Re: RFR: 8285517: System.getenv() returns unexpected value if environment variable has non ASCII character [v2]

2022-05-17 Thread Ichiroh Takiguchi
On Mon, 2 May 2022 15:00:07 GMT, Roger Riggs  wrote:

>> Ichiroh Takiguchi has updated the pull request incrementally with one 
>> additional commit since the last revision:
>> 
>>   8285517: System.getenv() returns unexpected value if environment variable 
>> has non ASCII character
>
> Can you clarify the use of different charset properties for the 
> ProcessEnvironment vs the CommandLine strings?
> 
> They are used to decode or encode strings in the APIs to native functions 
> respectively.
> If I understand `native.encoding` was introduced to reflect the default 
> encoding of file contents, while `sun.jnu.encoding` is used to encode 
> filenames.
> 
> I think I would have expected to see `sun.jnu.encoding` to be used in all 
> contexts when encoding/decoding strings to the native representations.  
> (Assuming its not required for backward compatibility).

Hello @RogerRiggs .
Do you have any comment ?

-

PR: https://git.openjdk.java.net/jdk/pull/8378


Re: RFR: 8285517: System.getenv() returns unexpected value if environment variable has non ASCII character [v2]

2022-05-13 Thread Ichiroh Takiguchi
On Mon, 2 May 2022 15:00:07 GMT, Roger Riggs  wrote:

>> Ichiroh Takiguchi has updated the pull request incrementally with one 
>> additional commit since the last revision:
>> 
>>   8285517: System.getenv() returns unexpected value if environment variable 
>> has non ASCII character
>
> Can you clarify the use of different charset properties for the 
> ProcessEnvironment vs the CommandLine strings?

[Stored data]
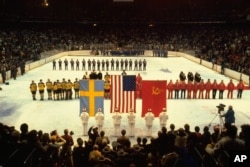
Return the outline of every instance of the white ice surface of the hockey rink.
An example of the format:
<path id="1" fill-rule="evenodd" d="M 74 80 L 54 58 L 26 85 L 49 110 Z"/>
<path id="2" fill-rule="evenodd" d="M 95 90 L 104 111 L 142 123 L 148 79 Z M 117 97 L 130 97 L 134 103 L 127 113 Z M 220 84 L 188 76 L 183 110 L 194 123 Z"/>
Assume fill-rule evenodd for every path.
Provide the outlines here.
<path id="1" fill-rule="evenodd" d="M 83 57 L 62 57 L 64 60 L 71 58 L 81 61 Z M 91 57 L 84 56 L 87 59 L 111 59 L 110 57 Z M 121 59 L 121 57 L 113 57 L 116 59 Z M 125 59 L 125 57 L 122 57 Z M 143 80 L 176 80 L 178 79 L 180 71 L 184 73 L 199 72 L 202 79 L 207 81 L 207 79 L 217 79 L 217 81 L 224 80 L 227 84 L 230 78 L 221 75 L 213 70 L 203 67 L 199 64 L 186 60 L 182 57 L 129 57 L 128 59 L 139 60 L 146 59 L 148 62 L 146 71 L 127 71 L 127 74 L 137 75 L 141 74 Z M 80 67 L 81 69 L 81 67 Z M 51 132 L 52 130 L 57 130 L 59 134 L 63 134 L 65 128 L 74 131 L 74 139 L 84 137 L 82 134 L 82 124 L 79 118 L 79 100 L 62 100 L 62 101 L 49 101 L 47 100 L 47 92 L 45 93 L 45 100 L 39 100 L 39 94 L 37 94 L 36 101 L 32 100 L 32 96 L 29 90 L 29 85 L 31 80 L 36 83 L 40 79 L 44 82 L 49 78 L 51 81 L 55 81 L 62 78 L 70 79 L 74 81 L 75 78 L 81 79 L 85 71 L 69 70 L 62 71 L 52 70 L 52 63 L 45 64 L 39 68 L 32 71 L 26 72 L 23 76 L 18 76 L 16 80 L 9 80 L 9 85 L 0 85 L 3 90 L 0 91 L 0 122 L 7 124 L 9 126 L 15 126 L 19 130 L 22 123 L 27 123 L 29 125 L 29 130 L 36 129 L 42 130 L 43 132 Z M 105 74 L 106 71 L 103 71 Z M 109 74 L 121 74 L 121 71 L 109 71 Z M 238 81 L 234 80 L 236 84 Z M 232 105 L 235 110 L 236 116 L 236 126 L 240 128 L 240 125 L 250 122 L 250 91 L 244 91 L 242 99 L 236 98 L 236 91 L 234 91 L 234 98 L 226 98 L 227 91 L 224 93 L 224 99 L 166 99 L 167 100 L 167 112 L 169 115 L 167 128 L 171 123 L 176 125 L 176 129 L 183 127 L 185 123 L 190 124 L 191 130 L 194 130 L 194 126 L 200 126 L 201 131 L 204 126 L 211 124 L 212 126 L 218 124 L 219 117 L 216 116 L 218 110 L 216 106 L 220 103 L 226 105 Z M 145 121 L 141 117 L 141 100 L 137 100 L 137 118 L 136 118 L 136 136 L 145 136 Z M 104 114 L 105 114 L 105 124 L 104 130 L 107 136 L 110 137 L 111 141 L 116 140 L 113 136 L 113 124 L 112 118 L 109 113 L 110 110 L 110 100 L 104 101 Z M 127 117 L 126 114 L 122 115 L 122 125 L 121 129 L 127 128 Z M 90 118 L 89 127 L 95 125 L 94 118 Z M 211 126 L 211 127 L 212 127 Z M 157 136 L 157 131 L 160 130 L 159 119 L 155 118 L 153 125 L 153 136 Z M 240 130 L 240 129 L 239 129 Z M 131 138 L 135 141 L 135 138 Z"/>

◆ **ASSIGNED TASK**
Translate this sentence from the mailing-list thread on System.getenv() into Spanish: "They are used to decode or encode strings in the APIs to native functions respectively."

◆ **EXERCISE RESPONSE**
Se utilizan para decodificar o codificar cadenas en las API hacia funciones nativas, respectivamente.